WORK REQUIRED — Copy out the commit diff below from "CBQI BV: Add" to "(Index=1), BITVECTOR_LSHR (index=0).".
-------- TEXT PASSAGE
CBQI BV: Add inverse for more operators. (#1213)

This implements side conditions and the instantiation via word-level inversion for operators BITVECTOR_AND, BITVECTOR_OR, BITVECTOR_UREM (Index=1), BITVECTOR_LSHR (index=0).

1 files changed, 154 insertions, 42 deletions

diff --git a/src/theory/quantifiers/bv_inverter.cpp b/src/theory/quantifiers/bv_inverter.cpp
index 5152b2917..169b16f63 100644
--- a/src/theory/quantifiers/bv_inverter.cpp
+++ b/src/theory/quantifiers/bv_inverter.cpp
@@ -18,11 +18,28 @@
 #include <stack>
 
 #include "theory/quantifiers/term_database.h"
+#include "theory/bv/theory_bv_utils.h"
 
 using namespace CVC4;
 using namespace CVC4::kind;
+using namespace CVC4::theory;
 using namespace CVC4::theory::quantifiers;
 
+/* Drop child at given index from expression.
+ * E.g., dropChild((x + y + z), 1) -> (x + z)  */
+static Node dropChild(Node n, unsigned index) {
+  unsigned nchildren = n.getNumChildren();
+  Assert(index < nchildren);
+  Kind k = n.getKind();
+  Assert(k == AND || k == OR || k == BITVECTOR_MULT || k == BITVECTOR_PLUS);
+  NodeBuilder<> nb(NodeManager::currentNM(), k);
+  for (unsigned i = 0; i < nchildren; ++i) {
+    if (i == index) continue;
+    nb << n[i];
+  }
+  return nb.constructNode();
+}
+
 Node BvInverter::getSolveVariable(TypeNode tn) {
   std::map<TypeNode, Node>::iterator its = d_solve_var.find(tn);
   if (its == d_solve_var.end()) {
@@ -245,55 +262,150 @@ Node BvInverter::solve_bv_constraint(Node sv, Node sv_t, Node t, Kind rk,
   NodeManager* nm = NodeManager::currentNM();
   while (!path.empty()) {
     unsigned index = path.back();
-    Assert(sv_t.getNumChildren() <= 2);
     Assert(index < sv_t.getNumChildren());
     path.pop_back();
     Kind k = sv_t.getKind();
-    // inversions
-    if (k == BITVECTOR_PLUS) {
-      t = nm->mkNode(BITVECTOR_SUB, t, sv_t[1 - index]);
-    } else if (k == BITVECTOR_SUB) {
-      t = nm->mkNode(BITVECTOR_PLUS, t, sv_t[1 - index]);
-    } else if (k == BITVECTOR_MULT) {
-      // t = skv (fresh skolem constant)
----------------
-------- RECORDS SUPPLIED
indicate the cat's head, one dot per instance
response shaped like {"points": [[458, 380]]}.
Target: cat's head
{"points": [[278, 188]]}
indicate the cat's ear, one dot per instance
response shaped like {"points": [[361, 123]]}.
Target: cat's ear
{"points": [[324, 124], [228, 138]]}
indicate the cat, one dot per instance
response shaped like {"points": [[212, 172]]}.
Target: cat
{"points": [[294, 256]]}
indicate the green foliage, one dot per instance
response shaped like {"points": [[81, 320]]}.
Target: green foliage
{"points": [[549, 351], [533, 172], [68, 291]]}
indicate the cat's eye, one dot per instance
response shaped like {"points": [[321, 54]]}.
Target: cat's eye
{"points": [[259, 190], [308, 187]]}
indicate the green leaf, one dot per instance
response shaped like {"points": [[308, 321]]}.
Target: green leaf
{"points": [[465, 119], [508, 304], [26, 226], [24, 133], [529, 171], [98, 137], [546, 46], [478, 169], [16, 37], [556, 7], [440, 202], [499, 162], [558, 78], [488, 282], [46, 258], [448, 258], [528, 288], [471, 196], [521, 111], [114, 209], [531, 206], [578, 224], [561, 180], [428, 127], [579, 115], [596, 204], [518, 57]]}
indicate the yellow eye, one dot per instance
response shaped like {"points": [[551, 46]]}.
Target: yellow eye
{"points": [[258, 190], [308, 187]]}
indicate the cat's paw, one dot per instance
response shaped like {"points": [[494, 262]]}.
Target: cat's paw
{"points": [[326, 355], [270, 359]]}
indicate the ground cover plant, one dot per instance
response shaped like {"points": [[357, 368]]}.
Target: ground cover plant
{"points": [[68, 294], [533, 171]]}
----------------
SOLVED EXERCISE —
CBQI BV: Add inverse for more operators. (#1213)

This implements side conditions and the instantiation via word-level inversion for operators BITVECTOR_AND, BITVECTOR_OR, BITVECTOR_UREM (Index=1), BITVECTOR_LSHR (index=0).